→ Material for this exercise:
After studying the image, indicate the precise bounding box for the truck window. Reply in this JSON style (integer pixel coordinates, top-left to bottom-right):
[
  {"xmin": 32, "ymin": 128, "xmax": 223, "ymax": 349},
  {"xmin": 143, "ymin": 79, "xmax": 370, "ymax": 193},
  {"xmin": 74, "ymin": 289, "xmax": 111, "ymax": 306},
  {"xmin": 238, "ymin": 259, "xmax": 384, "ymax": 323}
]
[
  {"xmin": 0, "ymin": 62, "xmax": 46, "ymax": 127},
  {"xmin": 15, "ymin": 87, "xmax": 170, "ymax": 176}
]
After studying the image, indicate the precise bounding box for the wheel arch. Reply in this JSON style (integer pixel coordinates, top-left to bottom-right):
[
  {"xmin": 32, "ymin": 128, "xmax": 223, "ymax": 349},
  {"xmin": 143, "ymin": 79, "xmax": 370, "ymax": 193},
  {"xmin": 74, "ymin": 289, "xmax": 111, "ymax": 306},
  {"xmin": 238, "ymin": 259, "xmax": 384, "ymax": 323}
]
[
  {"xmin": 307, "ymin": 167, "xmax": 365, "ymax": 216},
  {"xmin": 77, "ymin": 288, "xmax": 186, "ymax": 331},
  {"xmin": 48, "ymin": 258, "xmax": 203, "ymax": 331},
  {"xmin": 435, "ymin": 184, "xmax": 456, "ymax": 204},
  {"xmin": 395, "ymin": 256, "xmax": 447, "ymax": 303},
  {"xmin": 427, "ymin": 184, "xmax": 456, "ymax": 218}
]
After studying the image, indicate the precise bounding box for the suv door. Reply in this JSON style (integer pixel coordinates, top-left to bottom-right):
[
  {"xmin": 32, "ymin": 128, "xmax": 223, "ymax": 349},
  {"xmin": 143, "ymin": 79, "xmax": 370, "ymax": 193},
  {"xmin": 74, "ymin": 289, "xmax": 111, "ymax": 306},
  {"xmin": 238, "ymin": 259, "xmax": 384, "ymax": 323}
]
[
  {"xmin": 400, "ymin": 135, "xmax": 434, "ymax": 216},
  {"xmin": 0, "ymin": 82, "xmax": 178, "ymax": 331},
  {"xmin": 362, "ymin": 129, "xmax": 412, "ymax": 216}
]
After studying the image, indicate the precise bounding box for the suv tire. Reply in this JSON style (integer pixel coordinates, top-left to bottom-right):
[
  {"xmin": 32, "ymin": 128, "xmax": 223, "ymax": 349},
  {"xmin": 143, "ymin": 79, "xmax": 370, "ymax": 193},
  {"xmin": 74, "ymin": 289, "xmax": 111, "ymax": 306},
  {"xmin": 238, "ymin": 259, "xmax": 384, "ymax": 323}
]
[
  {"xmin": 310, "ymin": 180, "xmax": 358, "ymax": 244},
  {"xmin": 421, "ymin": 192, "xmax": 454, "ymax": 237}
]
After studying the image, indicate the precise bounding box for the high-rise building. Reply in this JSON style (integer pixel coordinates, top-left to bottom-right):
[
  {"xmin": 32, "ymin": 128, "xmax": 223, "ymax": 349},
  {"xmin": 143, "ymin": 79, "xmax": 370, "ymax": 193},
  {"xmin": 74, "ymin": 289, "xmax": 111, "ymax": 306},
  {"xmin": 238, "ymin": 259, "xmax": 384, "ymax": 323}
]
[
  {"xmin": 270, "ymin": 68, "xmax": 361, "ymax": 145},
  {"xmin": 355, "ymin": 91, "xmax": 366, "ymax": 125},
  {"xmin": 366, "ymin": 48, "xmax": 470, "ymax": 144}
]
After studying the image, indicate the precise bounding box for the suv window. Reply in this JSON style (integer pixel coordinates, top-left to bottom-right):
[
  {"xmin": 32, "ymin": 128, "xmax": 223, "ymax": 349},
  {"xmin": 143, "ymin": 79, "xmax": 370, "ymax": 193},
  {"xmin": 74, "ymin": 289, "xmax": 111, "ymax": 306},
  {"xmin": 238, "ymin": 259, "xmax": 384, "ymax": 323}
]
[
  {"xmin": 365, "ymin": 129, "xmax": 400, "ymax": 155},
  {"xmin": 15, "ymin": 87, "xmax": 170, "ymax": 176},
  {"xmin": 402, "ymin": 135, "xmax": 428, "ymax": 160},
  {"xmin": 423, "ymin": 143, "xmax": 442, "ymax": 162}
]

→ Task to complete: Filter the entries above down to the lines containing the word "indicate".

→ Expected answer:
After studying the image, indicate the precise bounding box for the truck window. Reply in this JSON style (integer pixel coordinates, top-left to bottom-right):
After studying the image, indicate the precise bounding box for the wheel arch. Reply in this JSON style (integer pixel coordinates, top-left to bottom-right):
After studying the image, indicate the precise bounding box for the suv door. Reply in this JSON style (integer pixel coordinates, top-left to bottom-right):
After studying the image, indicate the precise bounding box for the suv tire. Reply in this JSON style (integer pixel coordinates, top-left to bottom-right):
After studying the image, indicate the precise bounding box for the high-rise building. Reply in this JSON style (integer pixel coordinates, top-left to bottom-right):
After studying the image, indicate the precise bounding box for the suv window. Reply in this JSON style (integer pixel coordinates, top-left to bottom-right):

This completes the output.